▶ [WORK INSTRUCTIONS]:
**1.** In the letter about meditation, how long did the 2019 health crisis lay the writer out?
**2.** Write out the part of the letter about meditation starting with "My journey into" and going on through "a devastating season.".

▶ [EXCERPT]:
== Segment start ==
Hello family,
This week, I’d like to share with you something that’s a bit personal. Something that’s been a consistent part of my life for the last few years and has transformed the way I approach most things.
My journey into meditation as part of my prayer practice began when I experienced a severe health crisis in 2019 that laid me out for eight months. I couldn’t work (I lost nearly 70K in ghostwriting income and took medical leave from teaching), take care of my home (Hubby held us down), or even write beyond journaling. I spent most of my days in my bed or my garden. It was a physical crisis, yes, but I can honestly say now, it was also a spiritual and mental health crisis. I’d ground myself into dust trying to “succeed.” Simultaneously, I’d begun to do deep trauma work with my therapist and all my STUFF was being pulled to the surface and laid bare. So my body, having held all that pain in over 40+ years, and trying to manage my present stresses, responded in terror. It wasn’t pretty. In fact, it was a devastating season.
== Segment end ==
▶ [RECORDS PROVIDED]:
== Segment start ==
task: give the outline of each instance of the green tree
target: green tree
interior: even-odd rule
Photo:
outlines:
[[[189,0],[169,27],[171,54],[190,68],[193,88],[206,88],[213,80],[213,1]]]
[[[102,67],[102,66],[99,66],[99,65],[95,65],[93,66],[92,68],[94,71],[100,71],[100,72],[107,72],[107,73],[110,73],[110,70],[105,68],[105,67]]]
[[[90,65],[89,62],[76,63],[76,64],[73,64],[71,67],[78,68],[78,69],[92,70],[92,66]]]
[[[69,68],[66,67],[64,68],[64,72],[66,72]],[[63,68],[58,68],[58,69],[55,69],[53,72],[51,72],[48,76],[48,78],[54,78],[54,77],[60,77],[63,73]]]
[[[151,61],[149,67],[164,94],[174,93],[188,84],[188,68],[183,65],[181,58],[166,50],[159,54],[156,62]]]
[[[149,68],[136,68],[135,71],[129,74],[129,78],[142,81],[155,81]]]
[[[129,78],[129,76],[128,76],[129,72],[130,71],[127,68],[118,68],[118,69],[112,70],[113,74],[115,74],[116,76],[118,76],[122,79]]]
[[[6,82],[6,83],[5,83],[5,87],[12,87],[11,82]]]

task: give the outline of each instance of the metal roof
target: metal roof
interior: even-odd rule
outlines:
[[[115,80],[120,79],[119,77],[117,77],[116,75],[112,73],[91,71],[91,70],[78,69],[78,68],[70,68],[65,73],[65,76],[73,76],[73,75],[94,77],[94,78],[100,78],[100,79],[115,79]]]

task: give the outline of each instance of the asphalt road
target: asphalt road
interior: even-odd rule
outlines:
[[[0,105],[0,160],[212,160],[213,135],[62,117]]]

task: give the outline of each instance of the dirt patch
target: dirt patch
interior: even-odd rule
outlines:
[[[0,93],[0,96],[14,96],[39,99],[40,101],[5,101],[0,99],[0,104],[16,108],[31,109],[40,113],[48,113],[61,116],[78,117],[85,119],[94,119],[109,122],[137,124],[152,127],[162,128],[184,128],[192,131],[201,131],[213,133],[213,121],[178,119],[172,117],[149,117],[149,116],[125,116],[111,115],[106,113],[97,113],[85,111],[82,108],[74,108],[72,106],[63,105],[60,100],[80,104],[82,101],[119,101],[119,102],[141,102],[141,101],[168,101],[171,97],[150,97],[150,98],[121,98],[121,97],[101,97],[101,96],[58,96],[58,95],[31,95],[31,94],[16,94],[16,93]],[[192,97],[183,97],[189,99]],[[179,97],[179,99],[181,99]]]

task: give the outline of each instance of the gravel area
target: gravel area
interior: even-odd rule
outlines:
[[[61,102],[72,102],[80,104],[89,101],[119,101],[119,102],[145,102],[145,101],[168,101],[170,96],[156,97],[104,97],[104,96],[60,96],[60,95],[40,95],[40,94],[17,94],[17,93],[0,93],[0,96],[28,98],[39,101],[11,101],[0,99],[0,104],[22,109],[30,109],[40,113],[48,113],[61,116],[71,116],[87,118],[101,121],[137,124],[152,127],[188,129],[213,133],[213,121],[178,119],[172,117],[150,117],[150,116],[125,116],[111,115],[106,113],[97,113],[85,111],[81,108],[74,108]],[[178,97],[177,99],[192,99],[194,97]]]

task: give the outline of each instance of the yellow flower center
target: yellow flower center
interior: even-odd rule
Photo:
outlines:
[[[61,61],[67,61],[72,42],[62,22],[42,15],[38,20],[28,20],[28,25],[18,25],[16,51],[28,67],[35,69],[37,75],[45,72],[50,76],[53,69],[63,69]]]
== Segment end ==
▶ [SOLUTIONS FOR EACH TASK]:
**1.** Eight months.

**2.**
My journey into meditation as part of my prayer practice began when I experienced a severe health crisis in 2019 that laid me out for eight months. I couldn’t work (I lost nearly 70K in ghostwriting income and took medical leave from teaching), take care of my home (Hubby held us down), or even write beyond journaling. I spent most of my days in my bed or my garden. It was a physical crisis, yes, but I can honestly say now, it was also a spiritual and mental health crisis. I’d ground myself into dust trying to “succeed.” Simultaneously, I’d begun to do deep trauma work with my therapist and all my STUFF was being pulled to the surface and laid bare. So my body, having held all that pain in over 40+ years, and trying to manage my present stresses, responded in terror. It wasn’t pretty. In fact, it was a devastating season.